> Estratto della fonte

Valore probatorio dell'elenco clienti e delle presunzioni nell'ambito del sistema tributario, amministrativo e penale

10 Febbraio 2020

Le annotazioni rinvenute nell'elenco fornitori inviato dai clienti corrispondono a fatture regolarmente registrate in corrispondenza di prestazioni di servizi ricevute, o di beni acquistati dal soggetto emittente la corrispondente fattura, sulla quale il cliente, in quanto titolare di partita IVA, è legittimato a detrarre la relativa imposta. Le stesse hanno perciò valore probatorio in ordine all'acquisto di beni e legittimano la ricostruzione del volume di affari, corrispondente ai ricavi.

> Cosa fare
Traduci in inglese questa frase dell'estratto sul valore probatorio dell'elenco clienti: «Le annotazioni rinvenute nell'elenco fornitori inviato dai clienti corrispondono a fatture regolarmente registrate in corrispondenza di prestazioni di servizi ricevute, o di beni acquistati dal soggetto emittente la corrispondente fattura, sulla quale il cliente, in quanto titolare di partita IVA, è legittimato a detrarre la relativa imposta.»

(Dati memorizzati)
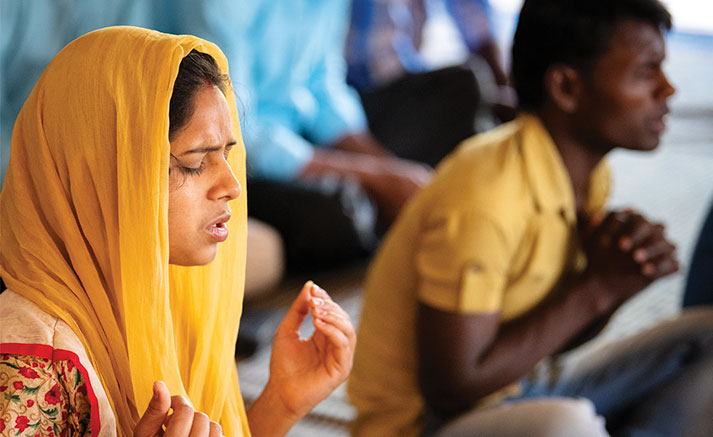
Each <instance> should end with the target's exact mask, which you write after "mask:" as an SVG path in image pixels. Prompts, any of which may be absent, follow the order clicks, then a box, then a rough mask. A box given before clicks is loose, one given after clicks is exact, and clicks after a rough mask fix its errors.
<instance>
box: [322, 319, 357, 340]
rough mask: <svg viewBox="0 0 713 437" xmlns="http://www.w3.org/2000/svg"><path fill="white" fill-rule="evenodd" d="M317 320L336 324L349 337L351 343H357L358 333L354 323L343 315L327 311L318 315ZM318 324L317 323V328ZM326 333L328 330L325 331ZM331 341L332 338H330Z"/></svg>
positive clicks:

> Risultato atteso
The entries found in the supplier list sent by the customers correspond to duly recorded invoices relating to services received, or to goods purchased from the party issuing the corresponding invoice, on which the customer, as the holder of a VAT number, is entitled to deduct the related tax.